TASK OBJECTIVE:
Copy the items verbatim from the line with "Return the segmentation of every instance of the wooden" up to and including the line with "M 112 188 L".

___ EXTRACTED MATERIAL

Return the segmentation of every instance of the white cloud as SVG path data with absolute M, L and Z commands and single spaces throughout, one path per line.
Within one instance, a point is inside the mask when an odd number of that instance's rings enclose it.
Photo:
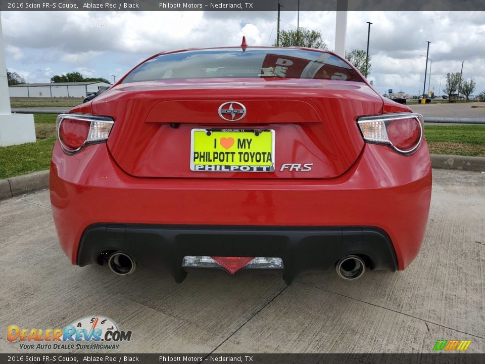
M 12 55 L 12 58 L 16 61 L 19 61 L 24 57 L 24 54 L 22 51 L 18 47 L 8 45 L 6 47 L 6 51 Z
M 271 45 L 276 35 L 274 12 L 4 12 L 2 17 L 9 65 L 29 69 L 31 77 L 40 67 L 52 74 L 78 69 L 111 79 L 163 51 L 238 46 L 243 35 L 249 46 Z M 296 12 L 282 12 L 281 21 L 281 29 L 296 28 Z M 422 90 L 425 60 L 419 56 L 426 54 L 426 40 L 431 87 L 439 88 L 440 78 L 459 72 L 465 61 L 464 78 L 475 78 L 478 92 L 485 89 L 485 13 L 349 12 L 348 50 L 366 49 L 367 21 L 373 23 L 371 76 L 380 92 Z M 335 22 L 334 12 L 300 13 L 300 26 L 321 32 L 330 50 Z
M 85 64 L 102 54 L 103 54 L 103 52 L 96 51 L 89 51 L 77 53 L 67 53 L 62 56 L 62 60 L 69 63 Z

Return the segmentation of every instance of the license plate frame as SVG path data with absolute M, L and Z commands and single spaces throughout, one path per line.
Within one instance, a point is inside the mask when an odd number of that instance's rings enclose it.
M 196 164 L 195 163 L 194 159 L 194 143 L 195 133 L 198 132 L 204 132 L 208 136 L 213 135 L 214 133 L 241 133 L 241 134 L 251 133 L 257 137 L 261 135 L 262 133 L 270 133 L 271 135 L 271 163 L 267 165 L 258 165 L 248 164 L 236 164 L 235 163 L 234 164 L 229 165 Z M 226 135 L 228 134 L 226 134 Z M 190 132 L 190 170 L 197 172 L 249 172 L 256 173 L 274 172 L 275 136 L 276 133 L 274 130 L 272 129 L 192 129 Z M 223 135 L 221 137 L 225 138 L 223 136 Z M 237 152 L 237 153 L 238 153 L 238 152 Z M 267 152 L 266 153 L 267 153 Z M 262 154 L 262 155 L 263 155 Z

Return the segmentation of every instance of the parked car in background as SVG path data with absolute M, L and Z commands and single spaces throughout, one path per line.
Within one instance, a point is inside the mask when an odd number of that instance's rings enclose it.
M 107 86 L 102 86 L 98 91 L 85 97 L 84 99 L 82 101 L 82 103 L 84 104 L 84 103 L 87 103 L 88 101 L 90 101 L 94 98 L 99 96 L 109 88 L 110 87 Z
M 431 190 L 422 116 L 306 48 L 160 53 L 57 119 L 51 201 L 73 264 L 406 268 Z

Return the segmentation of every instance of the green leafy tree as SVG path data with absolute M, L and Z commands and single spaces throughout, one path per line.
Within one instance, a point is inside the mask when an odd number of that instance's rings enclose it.
M 465 101 L 468 101 L 468 98 L 471 93 L 475 90 L 476 87 L 476 83 L 473 78 L 470 78 L 469 81 L 464 81 L 462 82 L 461 87 L 460 89 L 461 93 L 465 95 Z
M 276 46 L 276 43 L 273 44 Z M 307 48 L 327 49 L 327 44 L 322 39 L 322 33 L 316 30 L 300 28 L 295 30 L 281 30 L 279 33 L 280 47 L 302 47 Z
M 55 75 L 51 77 L 52 82 L 82 82 L 84 78 L 78 72 L 68 72 L 66 74 Z
M 99 81 L 99 82 L 105 82 L 107 83 L 109 83 L 110 81 L 108 81 L 106 78 L 103 78 L 103 77 L 89 77 L 88 78 L 84 78 L 84 81 Z
M 443 92 L 448 95 L 448 102 L 452 102 L 452 95 L 458 90 L 461 76 L 460 72 L 448 72 L 445 76 L 445 85 Z
M 485 101 L 485 90 L 481 92 L 481 93 L 478 95 L 478 98 L 480 101 Z
M 8 70 L 7 70 L 7 79 L 9 86 L 25 83 L 25 80 L 22 76 L 17 72 L 11 72 Z
M 362 50 L 352 50 L 350 52 L 345 53 L 345 58 L 360 71 L 363 75 L 367 77 L 370 73 L 371 64 L 370 56 L 369 56 L 369 62 L 366 62 L 366 52 Z

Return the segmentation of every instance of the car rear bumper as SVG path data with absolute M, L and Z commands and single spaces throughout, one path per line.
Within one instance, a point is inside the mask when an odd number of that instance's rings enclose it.
M 348 253 L 368 255 L 371 268 L 404 269 L 424 239 L 431 173 L 425 142 L 409 156 L 366 144 L 337 178 L 271 180 L 136 178 L 105 144 L 67 156 L 56 143 L 51 199 L 73 264 L 123 248 L 142 265 L 169 257 L 176 278 L 183 254 L 279 257 L 290 279 Z M 355 227 L 362 239 L 346 242 Z
M 121 251 L 142 266 L 168 268 L 177 282 L 185 277 L 182 262 L 187 256 L 281 258 L 288 284 L 305 270 L 328 268 L 350 255 L 363 257 L 370 269 L 398 267 L 387 234 L 367 226 L 89 226 L 81 239 L 78 264 L 102 264 L 104 251 Z

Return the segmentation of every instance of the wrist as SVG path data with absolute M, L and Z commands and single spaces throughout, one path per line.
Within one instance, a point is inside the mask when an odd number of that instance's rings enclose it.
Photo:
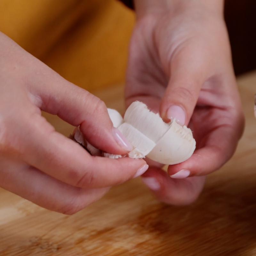
M 196 7 L 222 15 L 224 0 L 133 0 L 137 18 L 150 14 Z

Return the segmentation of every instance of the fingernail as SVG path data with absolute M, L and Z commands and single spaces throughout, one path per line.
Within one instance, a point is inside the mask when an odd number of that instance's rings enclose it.
M 161 188 L 160 184 L 154 177 L 142 177 L 141 181 L 152 190 L 159 190 Z
M 173 179 L 184 179 L 188 177 L 190 174 L 190 172 L 188 170 L 184 169 L 181 170 L 175 174 L 171 175 L 170 177 Z
M 183 109 L 179 106 L 170 107 L 167 111 L 167 117 L 170 120 L 175 118 L 176 122 L 181 125 L 185 124 L 186 115 Z
M 117 128 L 113 126 L 112 132 L 114 138 L 119 146 L 128 151 L 131 151 L 132 150 L 132 145 Z
M 144 164 L 137 171 L 135 175 L 133 176 L 133 179 L 143 174 L 148 169 L 148 164 Z

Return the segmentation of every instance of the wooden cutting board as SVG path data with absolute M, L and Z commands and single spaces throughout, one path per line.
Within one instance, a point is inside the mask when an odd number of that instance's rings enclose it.
M 112 188 L 73 215 L 0 189 L 0 256 L 256 255 L 256 72 L 238 78 L 244 133 L 232 159 L 208 177 L 196 202 L 158 202 L 140 178 Z M 124 110 L 123 86 L 93 92 Z M 73 129 L 45 116 L 68 135 Z

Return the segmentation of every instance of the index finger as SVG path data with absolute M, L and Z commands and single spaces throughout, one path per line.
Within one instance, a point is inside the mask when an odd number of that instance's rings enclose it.
M 26 123 L 25 127 L 20 127 Z M 13 146 L 24 161 L 73 186 L 109 187 L 140 175 L 147 169 L 142 159 L 91 156 L 79 144 L 56 132 L 37 114 L 12 127 L 16 130 L 13 132 L 20 133 Z

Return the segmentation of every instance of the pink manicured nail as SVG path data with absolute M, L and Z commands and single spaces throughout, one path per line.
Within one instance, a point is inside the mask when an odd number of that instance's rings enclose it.
M 128 151 L 132 150 L 132 145 L 117 128 L 113 126 L 112 128 L 112 132 L 114 138 L 119 146 Z
M 152 190 L 159 190 L 161 188 L 159 182 L 154 177 L 142 177 L 141 181 Z
M 139 176 L 143 174 L 148 169 L 148 164 L 144 164 L 141 167 L 133 176 L 133 178 L 136 178 Z
M 175 118 L 176 122 L 180 125 L 185 124 L 186 115 L 183 109 L 179 106 L 170 107 L 167 111 L 167 117 L 170 120 Z
M 190 172 L 188 170 L 182 170 L 180 172 L 171 175 L 170 177 L 173 179 L 184 179 L 188 177 L 190 174 Z

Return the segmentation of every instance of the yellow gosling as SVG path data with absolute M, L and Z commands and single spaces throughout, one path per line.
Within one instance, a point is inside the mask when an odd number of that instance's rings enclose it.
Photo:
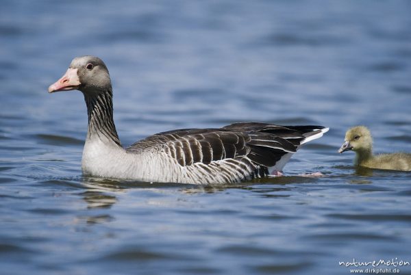
M 345 133 L 345 142 L 339 153 L 348 150 L 356 152 L 354 165 L 374 169 L 411 171 L 411 154 L 395 153 L 373 155 L 373 138 L 364 126 L 356 126 Z

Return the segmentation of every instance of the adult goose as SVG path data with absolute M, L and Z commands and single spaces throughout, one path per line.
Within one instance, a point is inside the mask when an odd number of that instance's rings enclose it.
M 365 126 L 356 126 L 345 133 L 345 142 L 339 153 L 348 150 L 356 152 L 354 165 L 374 169 L 411 171 L 411 154 L 394 153 L 373 155 L 373 138 Z
M 84 95 L 88 131 L 85 174 L 149 182 L 229 183 L 282 171 L 299 147 L 319 138 L 321 126 L 234 123 L 220 129 L 160 133 L 121 146 L 113 120 L 108 70 L 94 56 L 75 58 L 49 92 L 78 90 Z

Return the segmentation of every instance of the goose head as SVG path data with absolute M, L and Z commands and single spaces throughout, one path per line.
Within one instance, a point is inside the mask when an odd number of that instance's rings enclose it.
M 111 92 L 110 75 L 103 60 L 91 55 L 75 57 L 66 73 L 49 87 L 50 93 L 73 90 L 90 96 Z
M 371 151 L 373 138 L 370 131 L 364 126 L 356 126 L 345 133 L 345 142 L 338 150 L 342 153 L 350 150 L 354 152 Z

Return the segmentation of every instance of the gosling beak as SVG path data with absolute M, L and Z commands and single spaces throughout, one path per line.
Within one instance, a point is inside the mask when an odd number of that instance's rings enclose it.
M 349 142 L 345 142 L 342 144 L 341 148 L 340 148 L 340 150 L 338 150 L 338 153 L 340 154 L 343 152 L 349 151 L 350 150 L 353 150 L 353 146 L 351 146 L 351 145 L 349 144 Z
M 64 75 L 49 87 L 49 92 L 77 90 L 80 86 L 77 69 L 69 68 Z

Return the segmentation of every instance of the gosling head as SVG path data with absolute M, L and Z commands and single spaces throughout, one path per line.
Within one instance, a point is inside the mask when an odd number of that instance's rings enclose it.
M 96 95 L 112 90 L 107 66 L 97 57 L 75 57 L 60 79 L 49 87 L 49 92 L 78 90 L 85 94 Z
M 373 138 L 370 131 L 365 126 L 356 126 L 345 133 L 345 142 L 338 153 L 350 150 L 354 152 L 371 151 L 372 148 Z

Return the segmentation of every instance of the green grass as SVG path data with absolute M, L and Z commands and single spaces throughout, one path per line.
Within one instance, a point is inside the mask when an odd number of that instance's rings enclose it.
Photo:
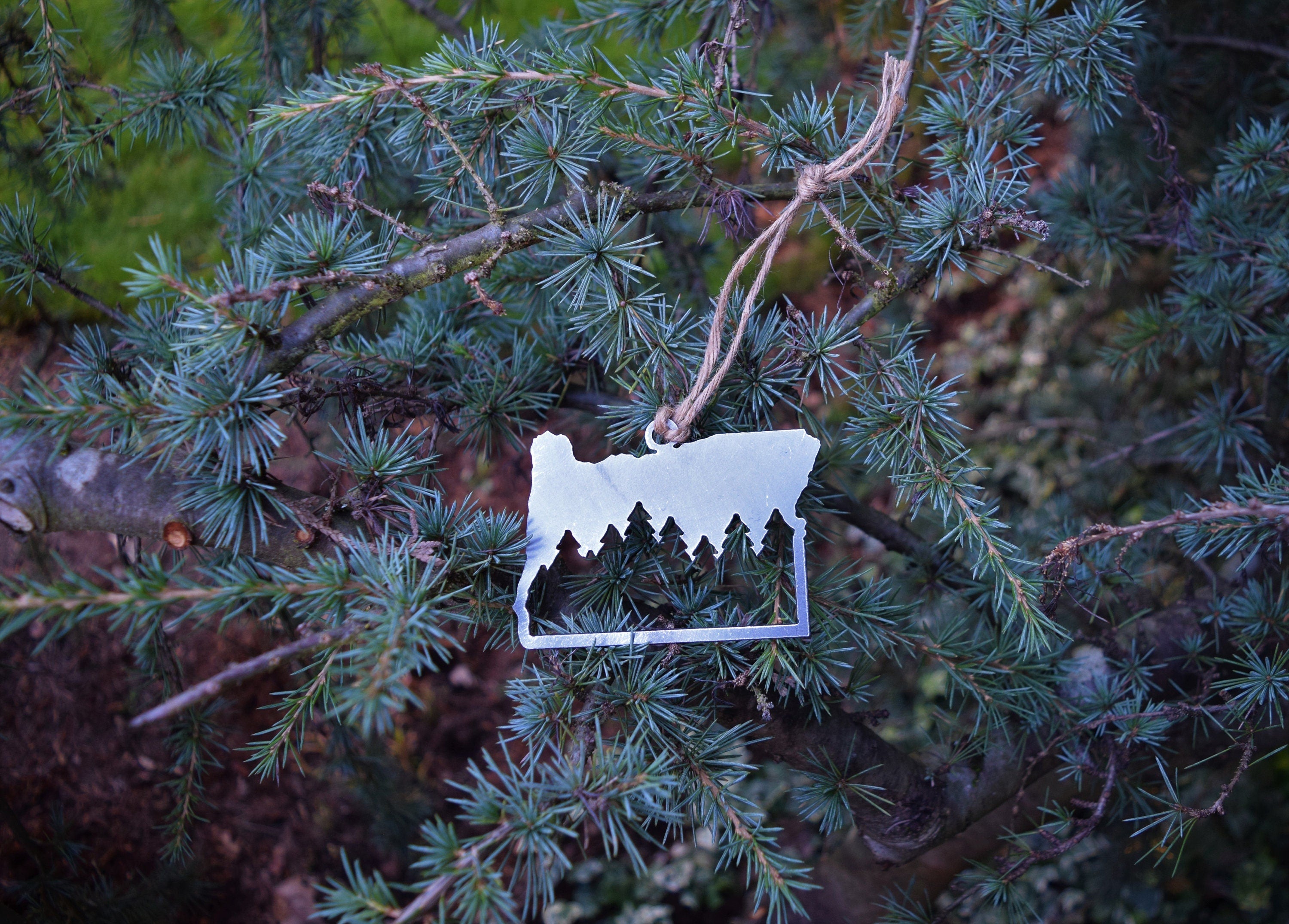
M 498 22 L 505 35 L 519 37 L 541 18 L 571 4 L 556 0 L 483 0 L 465 21 Z M 449 8 L 449 4 L 443 4 Z M 73 63 L 104 84 L 124 84 L 138 67 L 129 49 L 117 44 L 115 0 L 75 0 L 73 27 L 79 45 Z M 178 0 L 173 5 L 184 37 L 205 57 L 254 55 L 240 18 L 213 0 Z M 371 0 L 349 53 L 358 61 L 415 66 L 438 41 L 438 30 L 401 0 Z M 61 253 L 76 254 L 89 268 L 79 282 L 104 302 L 126 300 L 120 284 L 137 254 L 148 253 L 148 238 L 175 245 L 189 269 L 200 272 L 224 256 L 219 236 L 215 192 L 223 179 L 217 159 L 197 144 L 166 151 L 161 146 L 124 147 L 103 165 L 82 202 L 57 200 L 37 189 L 15 170 L 0 168 L 0 201 L 21 197 L 35 202 L 53 227 Z M 37 289 L 46 317 L 80 321 L 92 314 L 61 291 Z M 0 325 L 34 321 L 39 312 L 23 295 L 0 294 Z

______

EXERCISE RESULT:
Return the segmentation of every instance of the wooden cutting board as SVG path data with absolute M, L and Z commands and single spaces throughout, one path per line.
Within one instance, a point is inside the mask when an odd number of that instance's rings enclose it.
M 112 188 L 73 215 L 0 189 L 0 256 L 256 255 L 256 72 L 238 78 L 244 133 L 232 159 L 208 177 L 196 202 L 158 202 L 140 178 Z M 124 110 L 123 86 L 93 92 Z M 73 129 L 45 116 L 68 135 Z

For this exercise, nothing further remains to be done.